Unimpressed by Forks, we spent several hours in the Hoh Rain Forest not seeing elk (to my father’s dismay), and marveling at the large trees, the mossy epiphytes, and the quality of golden light through the branches. This was followed by a trip to Rialto Beach (neighbors of the La Push beach, featured in the Twilight series), where the sun swathed itself in mist and fog and the temperature dropped twenty-five degrees. Beautifully desolate, my mother called it as we collected stones – the beach is covered in perfectly round, smooth, skipping stones – and played with the washed up debris, the kelp and driftwood. The beach at La Push is (if it is anything like its neighbor) cinematic and may have been used for the film had not production decided to remain in the Portland area.

▶ **Task goal**
Continue the travel account of the Olympic Peninsula trip from where it stops.

▶ **Data for review**
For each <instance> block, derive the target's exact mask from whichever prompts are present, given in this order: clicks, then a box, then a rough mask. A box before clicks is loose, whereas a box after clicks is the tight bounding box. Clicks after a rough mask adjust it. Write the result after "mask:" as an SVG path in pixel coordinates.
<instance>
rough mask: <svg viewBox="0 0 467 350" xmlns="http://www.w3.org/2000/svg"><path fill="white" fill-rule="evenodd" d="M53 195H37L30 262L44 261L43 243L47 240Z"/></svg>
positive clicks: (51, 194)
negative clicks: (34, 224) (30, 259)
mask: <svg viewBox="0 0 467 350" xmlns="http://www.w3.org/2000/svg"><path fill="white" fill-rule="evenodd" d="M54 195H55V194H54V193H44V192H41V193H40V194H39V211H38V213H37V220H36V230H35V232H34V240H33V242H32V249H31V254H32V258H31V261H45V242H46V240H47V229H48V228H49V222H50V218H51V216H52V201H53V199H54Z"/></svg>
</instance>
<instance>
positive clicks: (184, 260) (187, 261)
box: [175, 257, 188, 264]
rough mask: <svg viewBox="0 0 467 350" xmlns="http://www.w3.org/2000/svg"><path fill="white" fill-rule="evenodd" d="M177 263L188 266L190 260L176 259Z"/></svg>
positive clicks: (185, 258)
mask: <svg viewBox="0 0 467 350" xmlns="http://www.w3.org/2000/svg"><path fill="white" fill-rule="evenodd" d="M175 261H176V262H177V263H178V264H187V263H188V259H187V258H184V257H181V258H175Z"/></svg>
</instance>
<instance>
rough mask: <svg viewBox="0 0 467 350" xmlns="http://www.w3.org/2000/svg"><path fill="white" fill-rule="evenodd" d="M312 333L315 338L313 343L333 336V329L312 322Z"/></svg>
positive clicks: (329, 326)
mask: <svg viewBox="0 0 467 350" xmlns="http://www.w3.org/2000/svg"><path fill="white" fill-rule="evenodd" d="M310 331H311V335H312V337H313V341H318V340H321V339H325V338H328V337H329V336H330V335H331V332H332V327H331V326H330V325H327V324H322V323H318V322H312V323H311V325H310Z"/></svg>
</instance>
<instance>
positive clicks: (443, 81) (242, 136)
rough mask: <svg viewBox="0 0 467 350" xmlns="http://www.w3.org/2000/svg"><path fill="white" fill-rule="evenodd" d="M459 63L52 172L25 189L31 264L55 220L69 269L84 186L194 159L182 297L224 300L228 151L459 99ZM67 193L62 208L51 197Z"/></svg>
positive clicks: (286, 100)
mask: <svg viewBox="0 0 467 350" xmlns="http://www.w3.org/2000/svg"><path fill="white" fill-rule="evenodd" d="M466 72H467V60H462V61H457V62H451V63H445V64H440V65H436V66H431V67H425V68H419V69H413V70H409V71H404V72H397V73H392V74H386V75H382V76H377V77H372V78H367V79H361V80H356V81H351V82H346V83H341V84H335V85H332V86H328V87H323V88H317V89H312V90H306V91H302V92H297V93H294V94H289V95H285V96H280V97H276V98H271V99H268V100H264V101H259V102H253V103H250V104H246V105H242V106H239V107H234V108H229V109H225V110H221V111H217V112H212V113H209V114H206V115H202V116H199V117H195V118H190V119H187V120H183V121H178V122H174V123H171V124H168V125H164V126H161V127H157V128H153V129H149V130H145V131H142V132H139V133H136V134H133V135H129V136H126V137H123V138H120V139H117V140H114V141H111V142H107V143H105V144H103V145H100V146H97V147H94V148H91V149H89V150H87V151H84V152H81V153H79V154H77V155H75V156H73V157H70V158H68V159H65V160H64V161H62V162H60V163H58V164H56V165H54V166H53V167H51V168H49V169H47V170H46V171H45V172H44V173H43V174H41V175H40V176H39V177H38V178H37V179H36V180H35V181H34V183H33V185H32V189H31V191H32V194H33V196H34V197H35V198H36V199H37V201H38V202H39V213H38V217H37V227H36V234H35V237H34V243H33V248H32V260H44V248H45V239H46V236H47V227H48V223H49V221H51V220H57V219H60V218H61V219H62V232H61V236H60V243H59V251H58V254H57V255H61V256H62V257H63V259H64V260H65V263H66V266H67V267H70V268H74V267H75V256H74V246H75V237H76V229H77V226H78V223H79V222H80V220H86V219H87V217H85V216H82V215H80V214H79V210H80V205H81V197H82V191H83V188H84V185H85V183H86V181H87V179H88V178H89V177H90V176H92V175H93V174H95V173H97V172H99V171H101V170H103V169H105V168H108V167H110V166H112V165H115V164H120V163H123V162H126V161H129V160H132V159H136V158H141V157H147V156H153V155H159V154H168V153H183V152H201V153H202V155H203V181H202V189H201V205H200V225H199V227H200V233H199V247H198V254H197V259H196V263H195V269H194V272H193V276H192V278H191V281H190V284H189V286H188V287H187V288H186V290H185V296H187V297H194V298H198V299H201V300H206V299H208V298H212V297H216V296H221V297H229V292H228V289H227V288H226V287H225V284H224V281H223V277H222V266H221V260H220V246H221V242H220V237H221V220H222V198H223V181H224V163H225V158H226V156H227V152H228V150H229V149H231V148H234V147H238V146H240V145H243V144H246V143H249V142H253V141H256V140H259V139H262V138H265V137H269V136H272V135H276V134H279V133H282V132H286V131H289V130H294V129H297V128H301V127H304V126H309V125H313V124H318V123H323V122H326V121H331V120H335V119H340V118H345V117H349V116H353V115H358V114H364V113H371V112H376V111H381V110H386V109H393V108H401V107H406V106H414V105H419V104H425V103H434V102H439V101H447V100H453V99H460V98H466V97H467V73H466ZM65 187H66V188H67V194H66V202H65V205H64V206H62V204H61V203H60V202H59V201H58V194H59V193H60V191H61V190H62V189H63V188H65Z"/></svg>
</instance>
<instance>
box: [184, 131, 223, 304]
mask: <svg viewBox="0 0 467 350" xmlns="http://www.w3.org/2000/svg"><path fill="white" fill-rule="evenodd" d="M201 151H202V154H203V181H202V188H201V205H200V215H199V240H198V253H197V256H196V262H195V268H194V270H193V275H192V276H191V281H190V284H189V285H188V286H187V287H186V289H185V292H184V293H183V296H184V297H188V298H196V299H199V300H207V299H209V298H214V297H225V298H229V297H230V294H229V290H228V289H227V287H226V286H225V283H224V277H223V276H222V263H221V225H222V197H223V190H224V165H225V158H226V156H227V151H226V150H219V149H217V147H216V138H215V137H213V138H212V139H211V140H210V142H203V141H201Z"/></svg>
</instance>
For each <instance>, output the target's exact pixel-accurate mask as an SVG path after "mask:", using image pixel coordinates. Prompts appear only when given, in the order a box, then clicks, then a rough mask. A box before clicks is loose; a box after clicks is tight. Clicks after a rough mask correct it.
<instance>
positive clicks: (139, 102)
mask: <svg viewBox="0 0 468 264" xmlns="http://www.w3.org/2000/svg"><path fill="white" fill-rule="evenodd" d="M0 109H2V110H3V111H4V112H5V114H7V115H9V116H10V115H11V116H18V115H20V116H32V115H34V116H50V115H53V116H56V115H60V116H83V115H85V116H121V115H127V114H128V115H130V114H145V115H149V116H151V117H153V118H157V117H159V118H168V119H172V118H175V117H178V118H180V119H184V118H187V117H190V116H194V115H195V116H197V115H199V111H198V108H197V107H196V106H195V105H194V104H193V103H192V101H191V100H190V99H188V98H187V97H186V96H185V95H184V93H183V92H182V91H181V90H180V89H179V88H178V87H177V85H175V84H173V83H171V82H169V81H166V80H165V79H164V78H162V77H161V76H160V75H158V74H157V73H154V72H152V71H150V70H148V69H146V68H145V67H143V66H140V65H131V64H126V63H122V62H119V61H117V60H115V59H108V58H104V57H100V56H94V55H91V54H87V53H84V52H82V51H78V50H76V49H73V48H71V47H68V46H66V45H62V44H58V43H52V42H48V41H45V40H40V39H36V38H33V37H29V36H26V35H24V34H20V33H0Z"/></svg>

▶ **Result of this exercise**
Since I cannot lie and hide the fact that the books are riddled with poor grammar, bad syntax, heavily manipulated plots and stilted dialogue, and have abysmal depictions of love and a very weak heroine, it is hard to understand the stir these books have created. For me, I chalk is up to setting; had Meyer’s books not been set in the Pacific Northwest, I doubt I would have felt them resonate at all. But they do resonate if only because the trees, the rain, the mist and the mountains are a familiar landscape and the elements make an excellent setting for a brooding, gothic supernatural romance. To make the books into any more elaborate, anything more meaningful, is sentimental justification.
Despite this, I look forward to venturing into vampire country again if only to hunt out Raymond Carver’s grave, walk deeper into the rainforest, and collect rocks on beautifully desolate beaches.